> Set problem: Write out all entries word for word.

> Data section:

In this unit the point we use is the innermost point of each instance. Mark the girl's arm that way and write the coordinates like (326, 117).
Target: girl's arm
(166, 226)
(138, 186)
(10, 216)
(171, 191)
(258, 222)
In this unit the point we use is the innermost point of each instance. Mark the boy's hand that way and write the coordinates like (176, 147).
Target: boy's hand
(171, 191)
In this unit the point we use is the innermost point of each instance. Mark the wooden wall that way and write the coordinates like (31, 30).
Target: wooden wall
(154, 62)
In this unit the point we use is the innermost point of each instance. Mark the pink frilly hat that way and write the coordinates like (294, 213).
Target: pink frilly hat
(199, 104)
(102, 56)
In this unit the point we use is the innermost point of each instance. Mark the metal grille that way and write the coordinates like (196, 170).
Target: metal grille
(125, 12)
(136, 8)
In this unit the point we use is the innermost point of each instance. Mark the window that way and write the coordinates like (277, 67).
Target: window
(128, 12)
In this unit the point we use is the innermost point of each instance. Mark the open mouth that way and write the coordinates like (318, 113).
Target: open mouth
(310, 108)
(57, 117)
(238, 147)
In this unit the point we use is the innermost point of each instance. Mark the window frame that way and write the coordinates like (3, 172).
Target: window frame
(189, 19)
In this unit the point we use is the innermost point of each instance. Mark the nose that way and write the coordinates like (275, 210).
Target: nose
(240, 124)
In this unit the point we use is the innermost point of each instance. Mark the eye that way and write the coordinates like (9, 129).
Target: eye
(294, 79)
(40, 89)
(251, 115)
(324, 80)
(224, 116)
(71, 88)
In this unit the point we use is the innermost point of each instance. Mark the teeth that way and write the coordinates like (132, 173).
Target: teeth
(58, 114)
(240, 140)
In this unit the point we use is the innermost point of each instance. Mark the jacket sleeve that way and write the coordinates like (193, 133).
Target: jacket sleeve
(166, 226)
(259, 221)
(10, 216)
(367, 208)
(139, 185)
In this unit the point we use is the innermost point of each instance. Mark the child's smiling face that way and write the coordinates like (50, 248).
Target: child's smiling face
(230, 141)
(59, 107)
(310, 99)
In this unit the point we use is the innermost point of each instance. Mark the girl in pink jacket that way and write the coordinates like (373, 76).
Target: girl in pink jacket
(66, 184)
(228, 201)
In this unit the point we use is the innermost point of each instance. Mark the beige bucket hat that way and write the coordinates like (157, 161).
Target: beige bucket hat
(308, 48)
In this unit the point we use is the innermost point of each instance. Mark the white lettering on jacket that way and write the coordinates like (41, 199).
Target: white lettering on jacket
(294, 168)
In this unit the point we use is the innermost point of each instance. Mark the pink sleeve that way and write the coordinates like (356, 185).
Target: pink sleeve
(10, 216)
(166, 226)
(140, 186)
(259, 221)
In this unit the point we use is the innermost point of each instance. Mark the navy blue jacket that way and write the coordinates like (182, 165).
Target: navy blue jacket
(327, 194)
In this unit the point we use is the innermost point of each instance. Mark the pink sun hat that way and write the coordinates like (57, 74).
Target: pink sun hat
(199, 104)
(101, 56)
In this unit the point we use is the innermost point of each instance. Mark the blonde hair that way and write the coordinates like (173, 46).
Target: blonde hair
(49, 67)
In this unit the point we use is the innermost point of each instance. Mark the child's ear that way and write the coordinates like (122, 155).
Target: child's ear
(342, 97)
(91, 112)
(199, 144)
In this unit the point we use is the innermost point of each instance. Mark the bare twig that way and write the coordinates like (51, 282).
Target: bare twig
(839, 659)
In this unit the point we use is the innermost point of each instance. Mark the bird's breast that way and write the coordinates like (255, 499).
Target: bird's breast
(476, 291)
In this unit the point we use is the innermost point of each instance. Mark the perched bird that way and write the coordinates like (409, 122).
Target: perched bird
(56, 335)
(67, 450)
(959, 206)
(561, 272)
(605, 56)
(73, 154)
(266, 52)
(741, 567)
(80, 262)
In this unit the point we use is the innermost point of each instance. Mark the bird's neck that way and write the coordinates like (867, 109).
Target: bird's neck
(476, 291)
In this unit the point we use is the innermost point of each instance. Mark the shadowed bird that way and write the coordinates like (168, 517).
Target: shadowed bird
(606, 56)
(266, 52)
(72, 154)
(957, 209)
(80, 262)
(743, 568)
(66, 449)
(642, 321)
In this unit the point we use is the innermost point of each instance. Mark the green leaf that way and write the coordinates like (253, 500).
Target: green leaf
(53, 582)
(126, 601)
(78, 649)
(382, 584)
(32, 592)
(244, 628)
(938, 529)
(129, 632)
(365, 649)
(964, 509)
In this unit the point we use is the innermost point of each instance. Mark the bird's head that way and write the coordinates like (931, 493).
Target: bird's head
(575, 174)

> Exercise answer:
In this unit the point we use is the innermost point of each instance. Mark the girl's arm that way and write the coordinates like (326, 117).
Target: girl's arm
(166, 226)
(138, 186)
(10, 216)
(171, 191)
(258, 222)
In this unit the point we use is the innermost point of each instance. Mark the boy's hand that way and write the coordinates like (176, 147).
Target: boy's hand
(171, 191)
In this unit the point we use is the innermost point of each instance. Mark the wooden wall that way and write the coordinates like (31, 30).
Target: wooden wall
(154, 62)
In this unit the point we use is the innermost point of each instance. Mark the pink frilly hat that way and write the coordinates like (294, 213).
Target: pink frilly hat
(199, 104)
(102, 56)
In this unit the point we use is the innermost point of each instance. Mark the metal grille that way and write the coordinates like (196, 170).
Target: metal grille
(125, 12)
(136, 8)
In this unit the point we use is the innermost point of each instance. Mark the window that way and write the coordinates like (277, 67).
Target: window
(128, 12)
In this unit the point we use is the innermost point of each instance. Mark the open mouth that way and write the coordinates like (318, 113).
Target: open mouth
(310, 108)
(57, 117)
(238, 147)
In this unit the point we use is the innermost point of each instance. Mark the window frame that way and write the coordinates like (3, 172).
Target: window frame
(189, 19)
In this unit the point we use is the innermost point of each instance. Mark the nose that way and write the coordinates like (275, 210).
Target: nose
(240, 124)
In this unit the point we use is the innermost point of each instance. Mark the eye that way and write the coordinates like (9, 129).
Target: eye
(294, 79)
(40, 89)
(251, 115)
(324, 80)
(224, 116)
(71, 88)
In this unit the point we use is the innermost point of each instance. Mark the teeth that way and write the coordinates like (132, 173).
Target: teeth
(58, 114)
(240, 140)
In this unit the point we use is the innermost point of each instance. Mark the jacket sleeve that way and write the coordinates like (193, 133).
Target: jacket sleeve
(166, 226)
(259, 221)
(10, 216)
(367, 208)
(139, 185)
In this unit the point we use is the innermost point of each instance. Mark the child's smiling face that way and write the coordinates like (50, 248).
Target: child's smiling face
(230, 141)
(59, 107)
(310, 99)
In this unit the point we use is the innermost point of each instance. Mark the girl in pink jacket that way and write the coordinates like (373, 76).
Target: girl in pink jacket
(66, 184)
(228, 201)
In this unit the point we use is the innermost point of each instance. Mark the beige bucket hat that way and write the coordinates like (157, 161).
Target: beige bucket hat
(308, 48)
In this unit the point we use is the innermost point of each instance. Mark the white lettering on jacket that way and write the coordinates like (41, 199).
Target: white lettering on jacket
(294, 168)
In this unit the point we use is the innermost point of each instance. Mark the pink sleeve that way and write the coordinates like (356, 185).
Target: pink sleeve
(10, 216)
(166, 226)
(140, 186)
(259, 221)
In this unit the point we use is the innermost point of each instance. Mark the navy blue jacket that way and write the coordinates like (182, 165).
Target: navy blue jacket
(327, 194)
In this unit the point we use is the innermost point of each instance. Mark the pink sun hat that way and write the coordinates like (57, 74).
Target: pink sun hat
(199, 104)
(101, 56)
In this unit the point we use is the innermost point of each instance. Mark the blonde hair that way and write the coordinates like (173, 46).
Target: blonde hair
(49, 67)
In this unit the point we use is the innermost point of each instance. Mark the child's ear that way and write the coordinates like (122, 155).
Target: child's ear
(342, 97)
(91, 112)
(199, 144)
In this unit the point we use is the innermost point of each instance. Mark the bare twig that way and write the coordinates like (51, 282).
Target: bare twig
(839, 659)
In this unit the point we use is the innermost point of each instance. Mark the bird's breast that way and write the coordinates like (255, 499).
Target: bird's breast
(476, 291)
In this unit the point we use is the innermost point of each instance. Mark the perched bird that way and write the coordinates like (409, 122).
Target: perched bird
(56, 335)
(67, 450)
(959, 206)
(561, 272)
(605, 56)
(73, 154)
(266, 52)
(741, 567)
(80, 262)
In this unit the point we use is the innermost point of each instance. Mark the bird's neck that way and write the coordinates like (867, 109).
Target: bird's neck
(476, 291)
In this unit the point we use is the innermost point of each instance. Mark the shadowed bird that way and write the coordinates like (168, 517).
Target: shadowed bird
(606, 56)
(266, 52)
(72, 154)
(957, 209)
(80, 262)
(743, 568)
(66, 449)
(642, 321)
In this unit the point we use is the innermost point of each instance. Mark the green leaf that way and write the coordinates like (253, 500).
Target: green leaf
(53, 582)
(126, 601)
(78, 649)
(382, 584)
(32, 592)
(244, 628)
(938, 529)
(129, 632)
(365, 649)
(964, 509)
In this unit the point we use is the innermost point of each instance. Mark the bird's head that way and write the coordinates like (931, 493).
Target: bird's head
(575, 174)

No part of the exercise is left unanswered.